▸ **Your tasks**:
**a.** List every person named in the discussion excerpt, including both comment authors and people credited with quotations.
**b.** Answer these questions from the discussion excerpt:
(i) Who posted the comment dated Thu Nov 30th, 2006 at 09:53:43 AM EST?
(ii) What does the text say restructuring schemes are built on?
(iii) Under rescheduling, what keeps on being paid?
**c.** Transcribe part of the discussion excerpt. Begin at the words "When through hell, just" and stop after "losses for banks.".

▸ **Selected text**:
+-------+

Those whom the Gods wish to destroy They first make mad. -- Euripides
by Carrie (migeru at eurotrib dot com) on Thu Nov 30th, 2006 at 09:53:43 AM EST
[ Parent ]
It does, theoretically at least. However restructuring schemes are built on revised business plans, some of which actually manage to come up with higher profit forecasts on the long term. Market advisors can be very "creative"

When through hell, just keep going. W. Churchill
by Agnes a Paris on Thu Nov 30th, 2006 at 10:58:49 AM EST
[ Parent ]
Rescheduling can simply mean that principal repayments are pushed into the future, but interest keeps on being paid - thus no losses for banks.

+-------+

[Records from a data source]
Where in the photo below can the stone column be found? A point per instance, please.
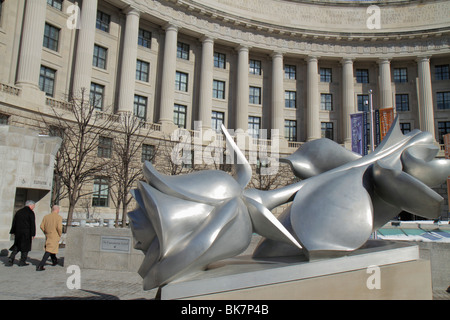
(425, 96)
(128, 63)
(168, 75)
(385, 83)
(242, 89)
(85, 49)
(348, 99)
(206, 82)
(277, 93)
(313, 130)
(31, 44)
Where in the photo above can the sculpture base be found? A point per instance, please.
(398, 274)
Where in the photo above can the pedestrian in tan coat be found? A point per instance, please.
(52, 227)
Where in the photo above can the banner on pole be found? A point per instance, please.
(386, 120)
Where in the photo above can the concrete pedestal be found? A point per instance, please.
(380, 270)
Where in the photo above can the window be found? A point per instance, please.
(47, 81)
(218, 89)
(442, 72)
(363, 102)
(217, 119)
(57, 4)
(362, 76)
(96, 95)
(401, 75)
(144, 38)
(443, 100)
(100, 196)
(103, 21)
(99, 59)
(255, 95)
(148, 152)
(51, 37)
(4, 119)
(140, 107)
(402, 102)
(290, 99)
(179, 116)
(290, 72)
(104, 147)
(219, 60)
(405, 127)
(183, 51)
(142, 70)
(290, 130)
(325, 74)
(443, 129)
(327, 130)
(255, 67)
(254, 124)
(181, 81)
(326, 101)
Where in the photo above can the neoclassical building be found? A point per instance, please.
(301, 67)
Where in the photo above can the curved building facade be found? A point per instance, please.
(301, 67)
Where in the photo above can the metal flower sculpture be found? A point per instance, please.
(183, 223)
(344, 197)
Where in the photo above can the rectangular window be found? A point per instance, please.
(96, 95)
(290, 72)
(140, 107)
(402, 102)
(326, 101)
(145, 38)
(104, 147)
(217, 119)
(148, 152)
(255, 95)
(255, 67)
(325, 74)
(218, 89)
(99, 58)
(51, 37)
(182, 51)
(100, 195)
(400, 75)
(103, 21)
(179, 116)
(290, 99)
(254, 125)
(363, 102)
(57, 4)
(443, 100)
(362, 76)
(142, 70)
(290, 130)
(327, 130)
(219, 60)
(47, 81)
(442, 72)
(405, 127)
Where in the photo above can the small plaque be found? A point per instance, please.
(115, 244)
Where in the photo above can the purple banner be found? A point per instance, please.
(357, 121)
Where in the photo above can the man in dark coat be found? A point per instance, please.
(24, 230)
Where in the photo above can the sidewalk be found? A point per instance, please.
(25, 283)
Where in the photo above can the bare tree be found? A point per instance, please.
(77, 163)
(126, 165)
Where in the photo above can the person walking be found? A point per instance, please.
(24, 230)
(52, 227)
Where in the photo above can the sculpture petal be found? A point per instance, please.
(406, 192)
(332, 213)
(318, 156)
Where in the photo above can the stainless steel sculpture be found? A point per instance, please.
(184, 223)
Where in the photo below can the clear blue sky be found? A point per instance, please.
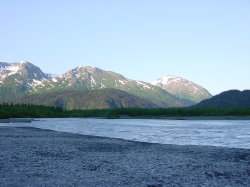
(205, 41)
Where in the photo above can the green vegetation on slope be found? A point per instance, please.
(87, 99)
(231, 98)
(32, 111)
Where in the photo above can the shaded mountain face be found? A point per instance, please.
(231, 98)
(87, 99)
(91, 78)
(16, 79)
(182, 88)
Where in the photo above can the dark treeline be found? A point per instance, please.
(34, 111)
(30, 111)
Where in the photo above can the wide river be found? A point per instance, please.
(228, 133)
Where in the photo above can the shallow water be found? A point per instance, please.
(227, 133)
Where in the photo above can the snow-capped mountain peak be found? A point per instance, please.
(182, 88)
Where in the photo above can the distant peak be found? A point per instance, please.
(23, 62)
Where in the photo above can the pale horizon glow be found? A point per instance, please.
(206, 42)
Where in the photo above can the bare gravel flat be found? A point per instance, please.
(35, 157)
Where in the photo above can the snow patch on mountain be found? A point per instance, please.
(182, 88)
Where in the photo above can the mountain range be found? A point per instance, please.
(231, 98)
(23, 79)
(182, 88)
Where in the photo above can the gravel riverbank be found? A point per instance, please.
(35, 157)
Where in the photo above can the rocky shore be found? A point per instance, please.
(35, 157)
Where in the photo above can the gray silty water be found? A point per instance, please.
(227, 133)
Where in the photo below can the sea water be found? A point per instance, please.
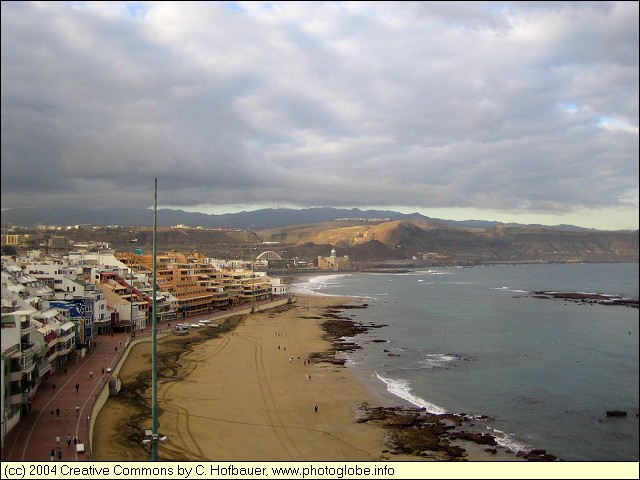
(475, 341)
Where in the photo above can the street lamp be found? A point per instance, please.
(284, 261)
(133, 326)
(253, 280)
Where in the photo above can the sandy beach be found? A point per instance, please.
(247, 390)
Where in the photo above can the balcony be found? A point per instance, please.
(26, 327)
(15, 399)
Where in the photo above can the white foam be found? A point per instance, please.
(438, 360)
(402, 389)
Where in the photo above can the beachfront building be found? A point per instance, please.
(19, 375)
(333, 262)
(279, 287)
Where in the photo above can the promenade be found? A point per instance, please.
(32, 439)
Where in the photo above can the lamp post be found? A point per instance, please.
(133, 325)
(253, 280)
(284, 262)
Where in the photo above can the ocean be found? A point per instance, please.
(474, 341)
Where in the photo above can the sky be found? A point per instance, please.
(520, 112)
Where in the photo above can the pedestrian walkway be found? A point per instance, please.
(33, 438)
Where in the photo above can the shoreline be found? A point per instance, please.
(246, 389)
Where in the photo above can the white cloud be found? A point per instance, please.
(521, 107)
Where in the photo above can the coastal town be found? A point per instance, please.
(79, 312)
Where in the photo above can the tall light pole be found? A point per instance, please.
(154, 336)
(284, 262)
(133, 325)
(253, 280)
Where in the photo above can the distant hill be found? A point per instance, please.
(369, 241)
(253, 220)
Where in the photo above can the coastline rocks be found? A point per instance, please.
(414, 431)
(616, 413)
(586, 298)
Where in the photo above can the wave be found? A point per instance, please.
(441, 360)
(510, 289)
(402, 389)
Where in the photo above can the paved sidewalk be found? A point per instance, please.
(32, 439)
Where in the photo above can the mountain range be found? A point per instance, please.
(371, 238)
(252, 220)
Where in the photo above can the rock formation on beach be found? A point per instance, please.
(411, 430)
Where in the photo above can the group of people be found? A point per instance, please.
(57, 452)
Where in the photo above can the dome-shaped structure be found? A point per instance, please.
(268, 255)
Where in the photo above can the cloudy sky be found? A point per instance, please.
(506, 111)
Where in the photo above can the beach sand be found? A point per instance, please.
(244, 391)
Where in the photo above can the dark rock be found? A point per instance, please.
(616, 413)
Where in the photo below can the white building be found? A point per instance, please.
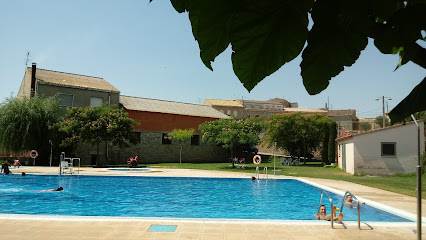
(384, 151)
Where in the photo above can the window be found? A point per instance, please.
(388, 149)
(195, 140)
(165, 140)
(66, 100)
(95, 102)
(137, 136)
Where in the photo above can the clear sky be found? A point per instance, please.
(148, 50)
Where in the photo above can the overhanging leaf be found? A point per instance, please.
(265, 35)
(414, 102)
(336, 40)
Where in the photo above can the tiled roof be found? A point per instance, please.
(74, 80)
(162, 106)
(377, 130)
(220, 102)
(311, 110)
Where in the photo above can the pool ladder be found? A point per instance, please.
(358, 208)
(67, 165)
(341, 208)
(265, 172)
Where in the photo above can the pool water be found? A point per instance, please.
(176, 197)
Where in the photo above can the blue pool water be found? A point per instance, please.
(175, 197)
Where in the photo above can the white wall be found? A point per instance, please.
(367, 157)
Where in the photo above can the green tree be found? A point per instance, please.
(267, 34)
(379, 121)
(94, 125)
(232, 133)
(297, 133)
(366, 126)
(24, 123)
(180, 136)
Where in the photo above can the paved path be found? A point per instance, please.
(45, 227)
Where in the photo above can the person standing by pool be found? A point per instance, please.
(322, 215)
(17, 163)
(5, 168)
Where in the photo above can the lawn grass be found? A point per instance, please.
(401, 183)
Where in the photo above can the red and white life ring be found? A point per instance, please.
(257, 159)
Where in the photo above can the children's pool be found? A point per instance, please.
(172, 197)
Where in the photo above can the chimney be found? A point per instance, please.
(33, 71)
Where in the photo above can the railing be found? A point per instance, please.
(72, 160)
(356, 199)
(331, 206)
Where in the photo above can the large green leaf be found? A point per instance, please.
(338, 36)
(414, 102)
(265, 35)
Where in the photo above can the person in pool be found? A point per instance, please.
(5, 168)
(322, 215)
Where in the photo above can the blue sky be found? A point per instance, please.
(148, 50)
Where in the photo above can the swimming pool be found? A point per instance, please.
(171, 197)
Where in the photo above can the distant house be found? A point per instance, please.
(74, 90)
(229, 107)
(345, 119)
(157, 118)
(384, 151)
(256, 108)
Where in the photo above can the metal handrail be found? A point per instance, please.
(78, 171)
(331, 206)
(355, 198)
(265, 172)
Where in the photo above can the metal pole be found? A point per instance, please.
(50, 152)
(419, 184)
(384, 112)
(274, 156)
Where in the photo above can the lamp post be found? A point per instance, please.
(384, 113)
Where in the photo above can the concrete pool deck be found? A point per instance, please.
(55, 227)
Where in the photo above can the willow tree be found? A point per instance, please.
(93, 125)
(300, 134)
(24, 123)
(265, 35)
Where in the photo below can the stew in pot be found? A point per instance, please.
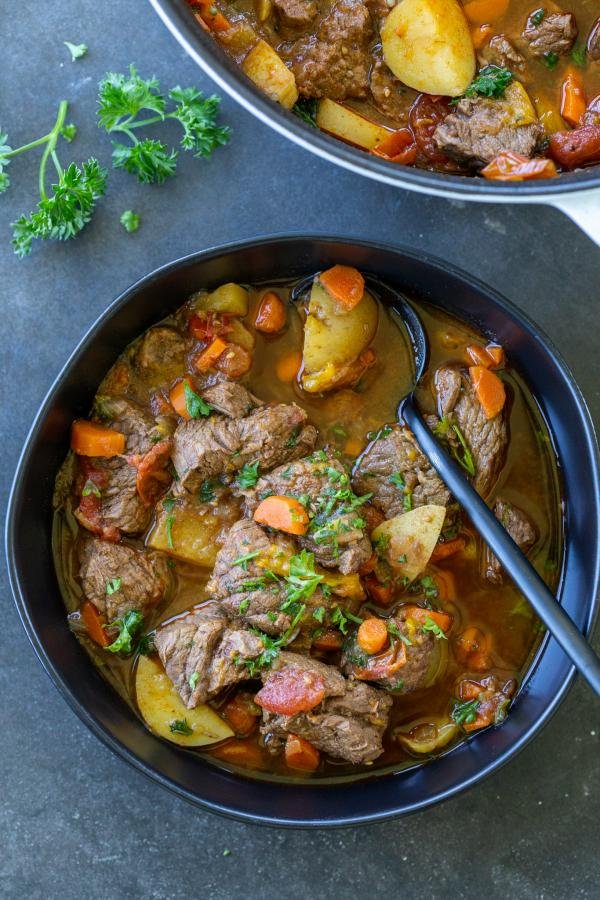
(260, 559)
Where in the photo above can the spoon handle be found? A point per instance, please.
(514, 561)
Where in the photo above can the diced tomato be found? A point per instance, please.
(291, 691)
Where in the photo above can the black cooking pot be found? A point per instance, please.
(41, 608)
(577, 194)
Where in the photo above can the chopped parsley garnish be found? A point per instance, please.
(90, 488)
(129, 625)
(491, 81)
(464, 713)
(434, 628)
(194, 403)
(248, 475)
(180, 726)
(245, 559)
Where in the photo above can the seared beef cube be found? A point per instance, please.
(296, 14)
(205, 448)
(486, 438)
(398, 475)
(202, 656)
(402, 667)
(500, 52)
(161, 353)
(479, 129)
(335, 61)
(555, 33)
(336, 533)
(521, 530)
(347, 724)
(117, 578)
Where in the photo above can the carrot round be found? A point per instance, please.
(288, 366)
(345, 284)
(91, 439)
(300, 754)
(372, 635)
(489, 390)
(282, 513)
(94, 624)
(271, 315)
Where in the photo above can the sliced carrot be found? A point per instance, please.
(240, 716)
(288, 366)
(481, 12)
(91, 439)
(94, 624)
(448, 548)
(300, 754)
(208, 357)
(271, 316)
(345, 284)
(489, 389)
(329, 641)
(372, 635)
(572, 99)
(282, 513)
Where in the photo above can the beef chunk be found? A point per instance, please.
(400, 667)
(396, 453)
(336, 533)
(500, 52)
(389, 94)
(335, 61)
(205, 448)
(161, 353)
(348, 724)
(202, 655)
(479, 129)
(487, 438)
(521, 530)
(118, 578)
(296, 14)
(556, 33)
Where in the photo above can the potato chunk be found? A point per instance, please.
(427, 45)
(163, 710)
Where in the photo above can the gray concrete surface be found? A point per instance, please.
(77, 823)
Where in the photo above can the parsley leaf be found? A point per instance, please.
(128, 626)
(76, 50)
(130, 220)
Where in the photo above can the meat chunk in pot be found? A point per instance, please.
(347, 724)
(202, 655)
(556, 33)
(269, 434)
(335, 61)
(118, 578)
(403, 666)
(486, 438)
(479, 129)
(392, 468)
(521, 530)
(336, 534)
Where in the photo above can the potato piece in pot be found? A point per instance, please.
(165, 714)
(427, 45)
(334, 339)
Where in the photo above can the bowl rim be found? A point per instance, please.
(103, 733)
(214, 62)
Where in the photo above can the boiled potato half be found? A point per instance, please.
(334, 338)
(427, 45)
(411, 538)
(161, 706)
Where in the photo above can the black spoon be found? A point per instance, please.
(514, 561)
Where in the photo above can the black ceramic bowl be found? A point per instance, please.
(40, 605)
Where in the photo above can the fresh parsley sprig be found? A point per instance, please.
(122, 98)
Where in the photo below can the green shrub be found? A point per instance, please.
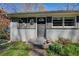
(64, 50)
(16, 49)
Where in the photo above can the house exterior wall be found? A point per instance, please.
(22, 34)
(52, 32)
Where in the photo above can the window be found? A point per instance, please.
(57, 21)
(69, 21)
(31, 21)
(77, 19)
(49, 19)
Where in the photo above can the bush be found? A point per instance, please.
(16, 49)
(64, 50)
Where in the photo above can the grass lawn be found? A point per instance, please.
(15, 49)
(70, 49)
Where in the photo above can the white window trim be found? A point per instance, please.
(63, 26)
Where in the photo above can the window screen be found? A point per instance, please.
(69, 21)
(57, 21)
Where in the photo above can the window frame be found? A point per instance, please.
(57, 26)
(73, 26)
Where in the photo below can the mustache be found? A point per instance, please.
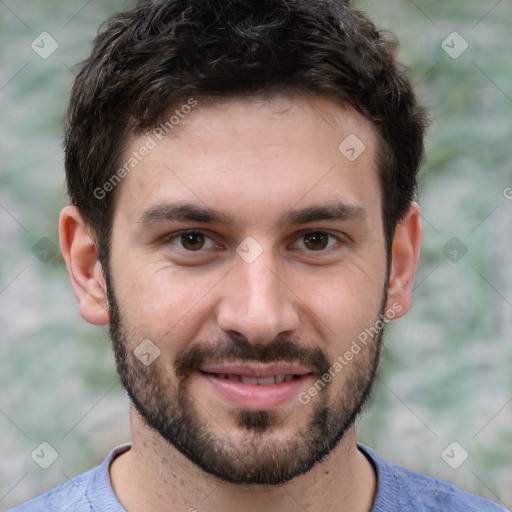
(238, 348)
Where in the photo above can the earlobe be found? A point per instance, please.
(85, 272)
(405, 256)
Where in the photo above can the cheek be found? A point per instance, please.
(165, 303)
(344, 301)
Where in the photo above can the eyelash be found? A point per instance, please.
(178, 235)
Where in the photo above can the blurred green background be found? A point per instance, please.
(446, 370)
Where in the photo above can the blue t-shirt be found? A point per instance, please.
(399, 490)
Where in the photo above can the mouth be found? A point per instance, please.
(255, 387)
(255, 381)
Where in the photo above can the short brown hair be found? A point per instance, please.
(164, 52)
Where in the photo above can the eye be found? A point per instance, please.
(192, 241)
(316, 241)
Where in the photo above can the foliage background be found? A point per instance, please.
(446, 373)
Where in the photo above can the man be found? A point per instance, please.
(242, 178)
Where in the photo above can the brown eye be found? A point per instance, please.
(316, 240)
(192, 241)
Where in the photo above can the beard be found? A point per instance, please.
(263, 450)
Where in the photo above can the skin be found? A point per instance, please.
(256, 160)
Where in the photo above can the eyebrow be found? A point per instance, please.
(203, 214)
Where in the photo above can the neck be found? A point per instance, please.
(154, 476)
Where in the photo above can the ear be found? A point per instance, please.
(85, 272)
(404, 261)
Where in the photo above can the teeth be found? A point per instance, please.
(253, 381)
(266, 381)
(249, 380)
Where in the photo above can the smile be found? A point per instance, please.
(255, 386)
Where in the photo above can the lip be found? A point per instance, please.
(256, 370)
(255, 396)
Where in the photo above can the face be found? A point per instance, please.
(247, 258)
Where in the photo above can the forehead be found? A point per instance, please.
(255, 158)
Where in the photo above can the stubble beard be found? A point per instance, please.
(257, 453)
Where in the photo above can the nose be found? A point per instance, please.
(256, 302)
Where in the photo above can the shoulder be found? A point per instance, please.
(66, 497)
(405, 490)
(88, 492)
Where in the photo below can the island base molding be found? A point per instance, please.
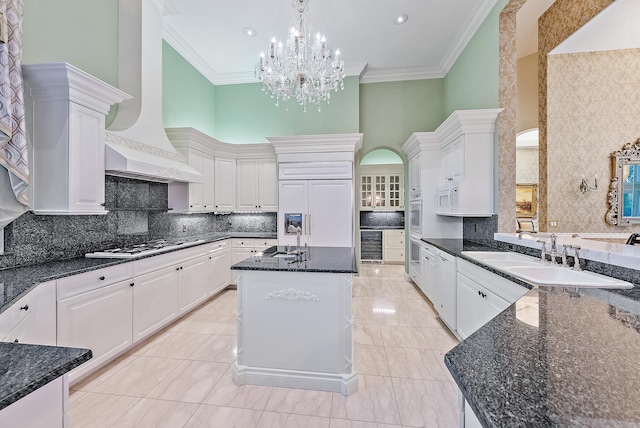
(342, 383)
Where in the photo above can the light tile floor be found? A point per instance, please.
(181, 377)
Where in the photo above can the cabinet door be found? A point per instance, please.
(268, 185)
(446, 288)
(330, 219)
(154, 301)
(225, 184)
(208, 192)
(476, 306)
(192, 277)
(99, 320)
(366, 191)
(293, 198)
(247, 182)
(218, 277)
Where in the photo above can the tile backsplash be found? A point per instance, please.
(137, 213)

+-------+

▸ **Solutions to the exercise**:
**a.**
Euripides
Carrie
W. Churchill
Agnes a Paris

**b.**
(i) Carrie
(ii) Revised business plans
(iii) Interest

**c.**
When through hell, just keep going. W. Churchill
by Agnes a Paris on Thu Nov 30th, 2006 at 10:58:49 AM EST
[ Parent ]
Rescheduling can simply mean that principal repayments are pushed into the future, but interest keeps on being paid - thus no losses for banks.